> **WHAT THE TASK ASKS**: Format the material that opens with the line containing "target: <item>black tragedy mask</item>" and closes with the line containing "98 271 L 113" as a Markdown table with the columns No. and Text, one nonblank line per row. Leave the pictures out of the table.

::::::::::

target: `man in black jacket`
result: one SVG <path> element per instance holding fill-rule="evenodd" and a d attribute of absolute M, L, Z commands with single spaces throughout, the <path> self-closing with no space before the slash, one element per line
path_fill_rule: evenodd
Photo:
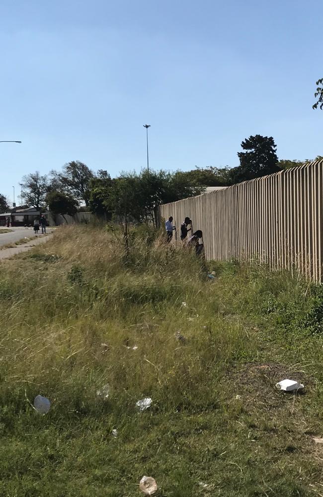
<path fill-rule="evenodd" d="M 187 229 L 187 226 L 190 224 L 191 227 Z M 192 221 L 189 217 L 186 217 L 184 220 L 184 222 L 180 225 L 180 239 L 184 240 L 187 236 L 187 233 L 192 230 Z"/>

::::::::::

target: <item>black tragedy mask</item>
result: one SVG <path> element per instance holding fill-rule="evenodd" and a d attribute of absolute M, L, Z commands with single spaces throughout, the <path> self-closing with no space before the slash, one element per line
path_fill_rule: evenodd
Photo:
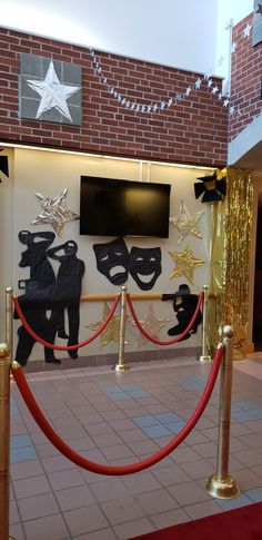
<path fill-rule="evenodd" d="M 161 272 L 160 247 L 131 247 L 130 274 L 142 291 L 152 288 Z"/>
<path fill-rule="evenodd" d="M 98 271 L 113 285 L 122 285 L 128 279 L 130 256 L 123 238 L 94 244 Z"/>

::::::::::

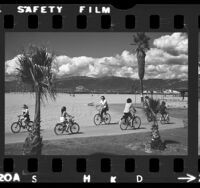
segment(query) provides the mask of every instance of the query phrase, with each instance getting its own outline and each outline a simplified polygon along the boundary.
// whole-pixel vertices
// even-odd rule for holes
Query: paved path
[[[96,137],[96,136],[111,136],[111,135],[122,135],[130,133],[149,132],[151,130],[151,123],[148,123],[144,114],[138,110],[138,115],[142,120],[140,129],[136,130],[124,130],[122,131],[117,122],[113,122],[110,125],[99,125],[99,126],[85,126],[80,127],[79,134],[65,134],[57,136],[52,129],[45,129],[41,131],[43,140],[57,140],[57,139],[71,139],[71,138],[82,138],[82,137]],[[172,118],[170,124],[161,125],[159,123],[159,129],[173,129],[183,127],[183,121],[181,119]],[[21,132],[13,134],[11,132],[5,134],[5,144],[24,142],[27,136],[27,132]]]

::::::::::

> **WRITTEN REPLY**:
| No. | Text |
|---|---|
| 1 | target: <item>black tragedy mask</item> |
| 2 | result: one SVG <path> element per instance holding fill-rule="evenodd" and a d attribute of absolute M, L, Z commands with single spaces throughout, the <path> self-closing with no space before the slash, one element per line |
| 3 | path_fill_rule: evenodd |
| 4 | Photo: |
| 5 | <path fill-rule="evenodd" d="M 161 272 L 160 247 L 131 247 L 130 274 L 142 291 L 152 288 Z"/> |
| 6 | <path fill-rule="evenodd" d="M 98 271 L 113 285 L 122 285 L 128 279 L 130 256 L 123 238 L 94 244 Z"/> |